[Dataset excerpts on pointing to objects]

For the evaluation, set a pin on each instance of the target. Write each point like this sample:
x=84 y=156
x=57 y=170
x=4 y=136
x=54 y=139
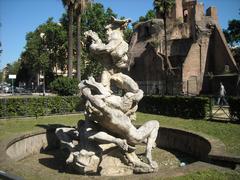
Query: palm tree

# EXERCISE INSTRUCTIONS:
Copy every line of the rows above word for word, leaving out the pictures.

# CORRECT OUTPUT:
For the evaluation, set a pin on each instance of the target. Write each point like this sample:
x=84 y=156
x=57 y=170
x=4 y=136
x=54 y=139
Query: palm tree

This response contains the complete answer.